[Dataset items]
● ● ● ●

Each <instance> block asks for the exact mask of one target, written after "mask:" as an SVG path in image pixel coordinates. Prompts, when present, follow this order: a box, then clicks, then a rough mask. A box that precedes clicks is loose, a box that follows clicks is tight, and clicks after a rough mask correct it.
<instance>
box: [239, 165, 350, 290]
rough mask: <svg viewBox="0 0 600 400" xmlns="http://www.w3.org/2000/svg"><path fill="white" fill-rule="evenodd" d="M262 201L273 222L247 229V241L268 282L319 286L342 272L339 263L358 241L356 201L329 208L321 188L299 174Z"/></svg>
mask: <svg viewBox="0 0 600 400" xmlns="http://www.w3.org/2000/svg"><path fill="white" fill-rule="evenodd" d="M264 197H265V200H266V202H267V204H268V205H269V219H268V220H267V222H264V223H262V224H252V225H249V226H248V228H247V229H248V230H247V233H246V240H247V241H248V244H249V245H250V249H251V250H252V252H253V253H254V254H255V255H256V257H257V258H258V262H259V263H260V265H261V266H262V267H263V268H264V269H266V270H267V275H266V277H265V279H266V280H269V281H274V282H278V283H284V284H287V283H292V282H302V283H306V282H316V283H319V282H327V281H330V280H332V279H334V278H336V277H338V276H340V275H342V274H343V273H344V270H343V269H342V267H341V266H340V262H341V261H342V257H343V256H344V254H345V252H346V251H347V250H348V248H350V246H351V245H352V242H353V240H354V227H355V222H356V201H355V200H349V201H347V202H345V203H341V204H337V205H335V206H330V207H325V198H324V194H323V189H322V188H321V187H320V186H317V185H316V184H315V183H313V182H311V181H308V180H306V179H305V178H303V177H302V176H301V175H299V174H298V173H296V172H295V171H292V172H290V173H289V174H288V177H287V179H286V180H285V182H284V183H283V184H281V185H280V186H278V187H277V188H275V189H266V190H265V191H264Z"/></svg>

● ● ● ●

— What this task involves —
Among the lines of the data, identify those with the word "instance". Copy each of them.

— Solution below —
Each <instance> block asks for the exact mask of one target, written after "mask:" as an SVG path in image pixel coordinates. Prompts, when present, follow this order: a box, then clicks, then a rough mask. A box that precedes clicks is loose, a box that follows clicks is tight, and clicks after a rough mask correct it.
<instance>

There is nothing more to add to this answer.